* _Document excerpt_:

____________

On January 1, 2020, the new law on compulsory usage of child restraint systems (CRS) comes into effect. This complements an earlier law requiring all occupants in the vehicle to use the seatbelts and now, small children who cannot use such restraint systems must be placed in childseats.
There are grumbles about the cost of getting childseats, especially for those with many children – not uncommon in Malaysia. The government is looking into solutions for such cases but stands by its position that the law will still be implemented even though it may be an unpopular move. The benefits in reducing deaths is significant enough that the government is willing to ‘take the heat’.
Installation of childseats should be in the rear; placing them at the front passenger’s seat should be only be done if really necessary. And apart from ensuring that they are installed securely (the ISOFIX points in most modern vehicles ensure this), having them facing rearwards is better.
Fact: small children highly vulnerable in car accidents
To understand why the rearward-facing position is better, we need to look back at the history of childseats. For a long time, it had been observed by automobile safety researchers that small children were highly vulnerable in car accidents. Although 3-point seatbelts were available, they were not suitable because of the smaller size of children.
In 1964, using the same idea that protected astronauts from the effects of the tremendous g-forces experienced during a rocket’s lift-off into space, Professor Bertil Aldman in Sweden designed a rearward-facing childseat.
The purpose of this seat was to distribute the forces of a frontal collision over a large part of the child’s body, ie the entire back, neck and head, and also to provide support to the spine during the course of an accident.

____________

Excerpts from a detection dataset:
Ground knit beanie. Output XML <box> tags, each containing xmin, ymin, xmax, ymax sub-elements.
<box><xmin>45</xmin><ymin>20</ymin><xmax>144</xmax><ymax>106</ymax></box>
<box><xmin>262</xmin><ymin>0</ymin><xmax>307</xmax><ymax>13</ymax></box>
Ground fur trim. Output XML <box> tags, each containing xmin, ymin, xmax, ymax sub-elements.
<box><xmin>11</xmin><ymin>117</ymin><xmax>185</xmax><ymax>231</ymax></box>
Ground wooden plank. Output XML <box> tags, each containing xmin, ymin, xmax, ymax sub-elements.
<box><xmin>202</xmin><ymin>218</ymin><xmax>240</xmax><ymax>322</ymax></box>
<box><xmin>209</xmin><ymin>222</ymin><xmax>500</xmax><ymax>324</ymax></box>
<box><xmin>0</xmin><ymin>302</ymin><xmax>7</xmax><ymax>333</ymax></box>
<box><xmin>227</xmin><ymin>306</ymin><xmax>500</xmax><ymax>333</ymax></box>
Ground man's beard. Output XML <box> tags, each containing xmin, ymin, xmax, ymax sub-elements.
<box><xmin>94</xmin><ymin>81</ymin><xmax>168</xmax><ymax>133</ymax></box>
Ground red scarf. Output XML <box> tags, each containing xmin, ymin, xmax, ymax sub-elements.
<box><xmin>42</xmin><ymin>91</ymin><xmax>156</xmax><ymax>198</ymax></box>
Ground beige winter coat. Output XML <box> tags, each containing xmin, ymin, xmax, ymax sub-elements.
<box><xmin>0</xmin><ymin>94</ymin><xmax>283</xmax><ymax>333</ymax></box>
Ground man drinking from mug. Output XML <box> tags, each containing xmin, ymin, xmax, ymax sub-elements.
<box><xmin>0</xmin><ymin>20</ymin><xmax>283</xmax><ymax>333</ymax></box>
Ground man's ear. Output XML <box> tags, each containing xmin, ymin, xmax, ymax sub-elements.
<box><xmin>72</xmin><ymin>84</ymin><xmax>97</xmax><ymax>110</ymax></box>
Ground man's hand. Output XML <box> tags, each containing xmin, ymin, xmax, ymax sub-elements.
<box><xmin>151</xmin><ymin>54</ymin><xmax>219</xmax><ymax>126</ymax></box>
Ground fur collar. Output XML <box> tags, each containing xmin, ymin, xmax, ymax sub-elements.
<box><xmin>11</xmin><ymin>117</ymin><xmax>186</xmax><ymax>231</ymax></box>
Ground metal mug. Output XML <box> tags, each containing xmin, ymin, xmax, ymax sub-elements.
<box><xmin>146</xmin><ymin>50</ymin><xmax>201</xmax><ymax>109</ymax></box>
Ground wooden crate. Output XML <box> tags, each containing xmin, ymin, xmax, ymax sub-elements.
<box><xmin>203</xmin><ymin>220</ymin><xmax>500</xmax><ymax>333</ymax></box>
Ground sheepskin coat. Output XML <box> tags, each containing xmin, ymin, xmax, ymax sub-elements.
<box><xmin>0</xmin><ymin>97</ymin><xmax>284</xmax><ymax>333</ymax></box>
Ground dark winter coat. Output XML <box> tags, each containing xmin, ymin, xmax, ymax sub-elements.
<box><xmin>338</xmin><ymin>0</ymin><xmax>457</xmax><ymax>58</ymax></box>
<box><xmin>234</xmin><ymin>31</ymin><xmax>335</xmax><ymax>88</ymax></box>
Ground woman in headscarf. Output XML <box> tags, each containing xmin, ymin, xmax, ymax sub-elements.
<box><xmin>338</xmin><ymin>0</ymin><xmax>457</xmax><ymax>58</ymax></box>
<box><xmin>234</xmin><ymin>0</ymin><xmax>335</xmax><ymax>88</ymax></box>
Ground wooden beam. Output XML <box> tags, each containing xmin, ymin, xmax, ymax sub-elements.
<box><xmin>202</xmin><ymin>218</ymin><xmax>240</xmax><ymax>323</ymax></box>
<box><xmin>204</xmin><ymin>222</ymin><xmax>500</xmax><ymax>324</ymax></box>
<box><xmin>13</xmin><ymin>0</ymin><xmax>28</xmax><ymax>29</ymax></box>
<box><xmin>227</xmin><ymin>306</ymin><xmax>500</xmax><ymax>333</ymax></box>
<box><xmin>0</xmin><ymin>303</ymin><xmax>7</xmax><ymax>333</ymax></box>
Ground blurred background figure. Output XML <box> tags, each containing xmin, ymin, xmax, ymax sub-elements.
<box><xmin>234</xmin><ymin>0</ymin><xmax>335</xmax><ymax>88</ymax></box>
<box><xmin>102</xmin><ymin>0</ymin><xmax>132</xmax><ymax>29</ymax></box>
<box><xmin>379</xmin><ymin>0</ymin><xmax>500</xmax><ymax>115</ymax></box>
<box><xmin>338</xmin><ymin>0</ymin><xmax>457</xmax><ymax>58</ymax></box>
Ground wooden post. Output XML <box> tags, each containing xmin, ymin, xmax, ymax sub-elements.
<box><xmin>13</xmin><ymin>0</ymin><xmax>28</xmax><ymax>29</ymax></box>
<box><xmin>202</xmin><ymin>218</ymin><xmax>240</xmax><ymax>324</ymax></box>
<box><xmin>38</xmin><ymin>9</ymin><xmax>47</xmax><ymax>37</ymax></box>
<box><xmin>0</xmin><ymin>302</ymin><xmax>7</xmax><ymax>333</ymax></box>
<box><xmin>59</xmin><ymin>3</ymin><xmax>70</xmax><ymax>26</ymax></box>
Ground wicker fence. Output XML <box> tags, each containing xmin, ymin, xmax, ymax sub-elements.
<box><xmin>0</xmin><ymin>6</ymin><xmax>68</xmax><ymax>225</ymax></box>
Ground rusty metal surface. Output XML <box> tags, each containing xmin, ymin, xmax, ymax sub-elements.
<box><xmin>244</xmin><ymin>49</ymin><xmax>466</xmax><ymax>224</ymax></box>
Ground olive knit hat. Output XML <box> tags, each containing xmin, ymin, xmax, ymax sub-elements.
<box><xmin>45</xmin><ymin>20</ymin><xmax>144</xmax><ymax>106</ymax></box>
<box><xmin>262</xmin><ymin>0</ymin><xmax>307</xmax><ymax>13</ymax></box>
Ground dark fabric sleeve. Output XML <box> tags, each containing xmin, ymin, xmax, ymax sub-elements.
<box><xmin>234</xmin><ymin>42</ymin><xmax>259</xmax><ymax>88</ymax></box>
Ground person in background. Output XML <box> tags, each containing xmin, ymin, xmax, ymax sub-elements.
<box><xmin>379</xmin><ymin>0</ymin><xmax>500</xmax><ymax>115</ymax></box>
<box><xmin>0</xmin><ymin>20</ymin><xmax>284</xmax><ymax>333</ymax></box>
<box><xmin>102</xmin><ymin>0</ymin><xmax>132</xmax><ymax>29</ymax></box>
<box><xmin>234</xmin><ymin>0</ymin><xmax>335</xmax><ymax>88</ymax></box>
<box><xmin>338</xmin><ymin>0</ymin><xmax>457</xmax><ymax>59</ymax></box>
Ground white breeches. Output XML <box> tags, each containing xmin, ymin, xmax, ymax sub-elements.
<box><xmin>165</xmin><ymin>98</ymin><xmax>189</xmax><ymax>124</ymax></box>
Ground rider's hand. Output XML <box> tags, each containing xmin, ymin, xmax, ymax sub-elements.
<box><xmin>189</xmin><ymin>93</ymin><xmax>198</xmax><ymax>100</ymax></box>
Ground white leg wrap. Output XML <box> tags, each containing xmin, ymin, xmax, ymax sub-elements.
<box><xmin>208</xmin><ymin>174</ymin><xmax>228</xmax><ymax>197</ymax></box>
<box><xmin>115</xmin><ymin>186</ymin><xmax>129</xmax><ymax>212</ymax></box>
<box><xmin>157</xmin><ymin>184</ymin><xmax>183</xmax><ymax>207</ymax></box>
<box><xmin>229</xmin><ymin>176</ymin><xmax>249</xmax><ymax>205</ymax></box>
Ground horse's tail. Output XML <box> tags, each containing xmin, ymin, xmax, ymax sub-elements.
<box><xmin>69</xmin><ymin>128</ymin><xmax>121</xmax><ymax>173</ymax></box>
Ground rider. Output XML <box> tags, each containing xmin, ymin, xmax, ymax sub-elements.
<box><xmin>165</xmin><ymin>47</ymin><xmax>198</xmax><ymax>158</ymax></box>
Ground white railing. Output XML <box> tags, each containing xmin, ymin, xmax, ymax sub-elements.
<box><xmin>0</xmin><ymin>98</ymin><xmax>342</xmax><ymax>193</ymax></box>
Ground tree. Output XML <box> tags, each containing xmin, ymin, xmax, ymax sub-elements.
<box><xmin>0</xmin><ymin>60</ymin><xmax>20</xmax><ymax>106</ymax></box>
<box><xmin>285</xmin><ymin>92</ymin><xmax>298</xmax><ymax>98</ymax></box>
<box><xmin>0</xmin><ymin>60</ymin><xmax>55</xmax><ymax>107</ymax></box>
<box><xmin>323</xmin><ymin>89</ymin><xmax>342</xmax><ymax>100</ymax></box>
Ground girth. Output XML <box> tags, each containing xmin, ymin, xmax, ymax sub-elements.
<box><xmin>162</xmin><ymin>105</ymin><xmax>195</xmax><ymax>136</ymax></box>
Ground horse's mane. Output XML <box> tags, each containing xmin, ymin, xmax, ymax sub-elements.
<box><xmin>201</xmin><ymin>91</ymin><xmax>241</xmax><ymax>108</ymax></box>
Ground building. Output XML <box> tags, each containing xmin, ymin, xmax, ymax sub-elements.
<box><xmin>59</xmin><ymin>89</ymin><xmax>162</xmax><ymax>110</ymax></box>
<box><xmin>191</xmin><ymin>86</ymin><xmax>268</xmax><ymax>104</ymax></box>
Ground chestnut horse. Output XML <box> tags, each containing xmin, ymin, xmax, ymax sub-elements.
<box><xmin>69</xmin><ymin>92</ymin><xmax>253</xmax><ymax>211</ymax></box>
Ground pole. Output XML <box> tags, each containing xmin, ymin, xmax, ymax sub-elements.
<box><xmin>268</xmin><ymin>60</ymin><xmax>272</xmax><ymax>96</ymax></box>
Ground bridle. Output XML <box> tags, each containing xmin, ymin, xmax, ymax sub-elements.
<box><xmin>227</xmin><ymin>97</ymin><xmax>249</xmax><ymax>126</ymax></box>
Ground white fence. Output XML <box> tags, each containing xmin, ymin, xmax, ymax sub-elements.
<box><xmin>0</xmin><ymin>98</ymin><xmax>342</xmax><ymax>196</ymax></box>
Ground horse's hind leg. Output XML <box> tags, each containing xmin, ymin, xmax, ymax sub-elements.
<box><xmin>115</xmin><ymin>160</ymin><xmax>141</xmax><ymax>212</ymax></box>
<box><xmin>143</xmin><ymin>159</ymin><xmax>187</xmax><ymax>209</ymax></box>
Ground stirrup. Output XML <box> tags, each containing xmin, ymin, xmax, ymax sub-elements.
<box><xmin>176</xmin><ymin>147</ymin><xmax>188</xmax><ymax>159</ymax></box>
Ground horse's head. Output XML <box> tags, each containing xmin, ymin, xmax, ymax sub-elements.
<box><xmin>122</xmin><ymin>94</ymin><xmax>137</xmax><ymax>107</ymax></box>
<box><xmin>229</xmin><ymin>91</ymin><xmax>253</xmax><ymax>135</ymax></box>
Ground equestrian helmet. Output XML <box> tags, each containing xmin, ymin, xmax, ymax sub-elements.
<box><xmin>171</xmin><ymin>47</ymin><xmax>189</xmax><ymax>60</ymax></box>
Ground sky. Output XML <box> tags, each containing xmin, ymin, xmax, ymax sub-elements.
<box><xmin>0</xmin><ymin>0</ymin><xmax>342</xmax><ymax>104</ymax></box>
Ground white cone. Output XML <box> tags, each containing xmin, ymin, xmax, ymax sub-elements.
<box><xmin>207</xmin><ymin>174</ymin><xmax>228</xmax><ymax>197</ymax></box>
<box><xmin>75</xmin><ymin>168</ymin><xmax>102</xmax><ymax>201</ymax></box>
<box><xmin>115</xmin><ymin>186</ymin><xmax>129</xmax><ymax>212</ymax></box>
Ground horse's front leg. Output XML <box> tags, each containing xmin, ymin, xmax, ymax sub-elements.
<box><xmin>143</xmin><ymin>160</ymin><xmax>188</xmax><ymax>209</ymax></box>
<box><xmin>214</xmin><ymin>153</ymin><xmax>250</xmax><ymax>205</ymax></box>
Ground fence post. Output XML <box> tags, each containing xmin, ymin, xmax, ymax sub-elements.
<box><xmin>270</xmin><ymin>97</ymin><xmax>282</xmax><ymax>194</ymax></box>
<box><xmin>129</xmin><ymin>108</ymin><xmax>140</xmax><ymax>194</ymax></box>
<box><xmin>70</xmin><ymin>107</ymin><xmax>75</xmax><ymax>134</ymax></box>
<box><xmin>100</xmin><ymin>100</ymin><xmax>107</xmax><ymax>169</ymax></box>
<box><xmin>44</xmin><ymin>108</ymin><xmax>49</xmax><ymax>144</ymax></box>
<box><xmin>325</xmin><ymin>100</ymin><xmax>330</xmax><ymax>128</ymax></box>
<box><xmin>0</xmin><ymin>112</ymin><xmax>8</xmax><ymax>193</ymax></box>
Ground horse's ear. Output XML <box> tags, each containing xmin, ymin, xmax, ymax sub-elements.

____________

* _Task goal_: Carry on the article about childseats and the new restraint law, picking up right after its final sentence.

* _Expected answer_:
The way the seat was constructed and installed was particularly important for small children as a conventional forward-facing restraint system would not provide sufficient support to the child’s unproportionally large head and a neck that was still fairly weak compared to an adult’s.
By the end of the 1960s, the first rearward-facing child seat became available and was intended for children between 9 months and 4 years old. In 1973, new regulations were introduced in Sweden pertaining to the approval of CRS and were so stringent that only those with a rearward-facing design could be approved by the authorities.
Researchers at Volvo began compiling data on the way children (of up to 4 years old) were restrained in cars and there was some evidence of benefits. However, up till the end of the 1970s, awareness of the value of CRS was still not great so statistics were insufficient.
The 1980s, however, seen a rapid rise in childseat usage and virtually all small children travelling in cars in Sweden were properly restrained. Part of the reason for the increased usage by parents was also due to the campaigns to make people aware of the importance of restraint systems for adults and children, something which the authorities in Malaysia have been carrying out.
Improper usage of childseats
Studies have shown that there are two major ways that parents have misused CRS, both of which are dangerous. The child may not be restrained properly or be in a seat that is not the right type for his or her age or worse, the child seat is not mounted correctly, or the child is not restrained in the seat at all.
A correctly-used child seat can help to reduce the risk of fatal injuries by approximately 70% but for a partially-misused child seat (eg wrong size), the reduction is approximately 40% only.
From Volvo’s own investigations of thousands of accidents involving its own vehicles with children in them, the most common type of misuse was found to be that the seat was not fitted according to the instructions. In two cases, the child seat was wrongly fitted facing forward and one of these two cases saw the child sustaining fatal head injuries when the roof intruded into the compartment where the child was seated (but it is not clear whether the child was restrained or not).
Various other studies at the time did not provide reliable conclusions regarding the difference in outcomes between rearward-facing childseats but there was a feeling that they were more ‘positive’ than the corresponding number of forward-facing seats. Over time, as more data was collected, it was increasingly obvious that children in rearward-facing childseats have had the lowest risk of injury (from slight to serious injuries).
An examination of the types of injuries sustained showed that only 5% those in rearward-facing child seats had head injuries whereas 18% of the unrestrained children suffered such injuries. In every case, the highest percentage of injuries was experienced by children without any form of restraint. They are also likely to have injuries to their limbs.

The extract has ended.